■ **文書の一部**:
<<<<

やがて街は視界から消え道は高い尾根にでます。尾根に出ると急に、前方に深い谷を挟んで巨大な岩峰が現れます。この辺では最も高い4200mの峰です。、、、その眺めの雄大さ美しさを表現する術を知りません。いや、誰もどんな手段をもってしても、言葉でお伝えすることはできないのではないかかと思います。
もし機会があれば、是非
貴方にもその場所に立ち、やや強めの風に身を任せながら、その眺めを堪能していただければと思います。アルプスなどとは違うもっと原始的で荒々しい光景を楽しめることでしょう。

道はさらに尾根伝いにぐいぐいと高度を増していきます。その尾根を過ぎると、、、またそこに、それまでのものに輪を掛けてドデカイ風景が展開されます。深い谷と巨大な空間、奇怪な地形が織り成す眺めが、これでもかとばかりに繰り返し現れ、ただただ圧倒されっぱなしでした。

バルボサの宿・爽やかな歌声

バルボサの手前ののぼりで腿の筋肉が痙攣寸前になりました。このところ峠越えが続き少しがんばりすぎたかもしれません。急ぐ旅ではなし、予定外でしたがバルボサで休養することにしました。
町の中心に近い宿には、製パン工場とパンの直売店の奥に、中庭を挟んで両側に4人部屋が並んでいます。1泊1ドルもしないので助かります。製パン工場の若い職人たちと部屋係の女の子が住み込んでいました。

夜、中庭の椅子の上でボーットしていると、仕事を終えた彼らがやってきました。私を取り囲んで質問攻めです。何のかんのと実ににぎやかで、おかげで遅くまでとても楽しいひと時をすごすことがで来ました。製パン工房と職人たち、焼きたてのパン

特にベッドメークしてくれる15~16才の女の子は明るく実に愛らしく、意外にもやや控えめなところがまた魅力的です。聞けばみんな山の上の村の出身で、学校にもろくに行かず、家族のためにがんばっているとのことでした。

あまりの居心地の良さにもう一泊することにしました。二日目はのんびりとすごしました。市場に行ってみたりもしましたが、それよりも、赤道間近の高原の風の爽やかさと、宿の中庭
の緑がとても気持ちよく、ほとんど1日中、中庭の木陰にある椅子の上でボーッとしていました。
子でうたたねしている間、部屋から部屋へ動き回るあの女の子の鼻歌がずーっと聞こえています。時おりここの女主人もやってきてます。隣の椅子に腰掛けてエプロンの上で食事の仕込みなどしながら話しかけてきます。とても気さくな方で、始めて会ったばかりのようには思えません。

>>>>

■ **資料**:

<<<<

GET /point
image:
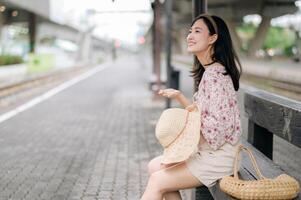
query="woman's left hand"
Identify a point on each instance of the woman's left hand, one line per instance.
(192, 107)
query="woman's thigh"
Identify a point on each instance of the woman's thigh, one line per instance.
(156, 165)
(175, 178)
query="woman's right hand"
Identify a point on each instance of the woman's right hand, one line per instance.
(169, 93)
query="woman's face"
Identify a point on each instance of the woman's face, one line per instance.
(198, 39)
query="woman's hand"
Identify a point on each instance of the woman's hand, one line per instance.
(169, 93)
(192, 107)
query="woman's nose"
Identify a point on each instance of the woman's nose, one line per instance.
(189, 37)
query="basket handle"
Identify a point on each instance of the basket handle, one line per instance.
(254, 163)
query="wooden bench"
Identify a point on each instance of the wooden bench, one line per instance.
(268, 115)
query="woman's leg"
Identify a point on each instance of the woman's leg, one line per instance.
(169, 179)
(155, 165)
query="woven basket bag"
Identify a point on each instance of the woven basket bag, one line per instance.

>>>>

■ **問題**:
上の旅行記について、次の問いに答えてください。
(a) 尾根に出ると前方に現れる岩峰の高さは何mですか。
(b) バルボサの宿の料金は1泊いくらほどですか。
(c) ベッドメークをしてくれる女の子は何才ですか。

■ **解答**:
(a) 4200m
(b) 1ドルもしない
(c) 15～16才